**Dataset excerpts:**
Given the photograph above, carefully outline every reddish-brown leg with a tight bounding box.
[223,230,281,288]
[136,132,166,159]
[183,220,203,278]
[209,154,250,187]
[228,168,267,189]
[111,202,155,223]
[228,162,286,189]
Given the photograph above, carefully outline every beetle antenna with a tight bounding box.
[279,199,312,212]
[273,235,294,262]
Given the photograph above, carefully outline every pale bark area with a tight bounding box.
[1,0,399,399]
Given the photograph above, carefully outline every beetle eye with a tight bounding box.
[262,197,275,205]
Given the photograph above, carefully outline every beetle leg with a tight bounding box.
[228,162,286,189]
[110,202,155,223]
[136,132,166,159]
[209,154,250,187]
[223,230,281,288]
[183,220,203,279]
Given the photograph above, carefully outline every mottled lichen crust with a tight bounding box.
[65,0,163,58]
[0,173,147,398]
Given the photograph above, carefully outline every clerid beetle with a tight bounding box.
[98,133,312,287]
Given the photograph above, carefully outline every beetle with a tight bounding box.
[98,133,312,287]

**Assignment:** Retype word for word the line above with "Given the photograph above, carefully outline every beetle with" and all lines after it, nothing else.

**Your solution:**
Given the photograph above, carefully outline every beetle with a tight bounding box.
[98,133,312,287]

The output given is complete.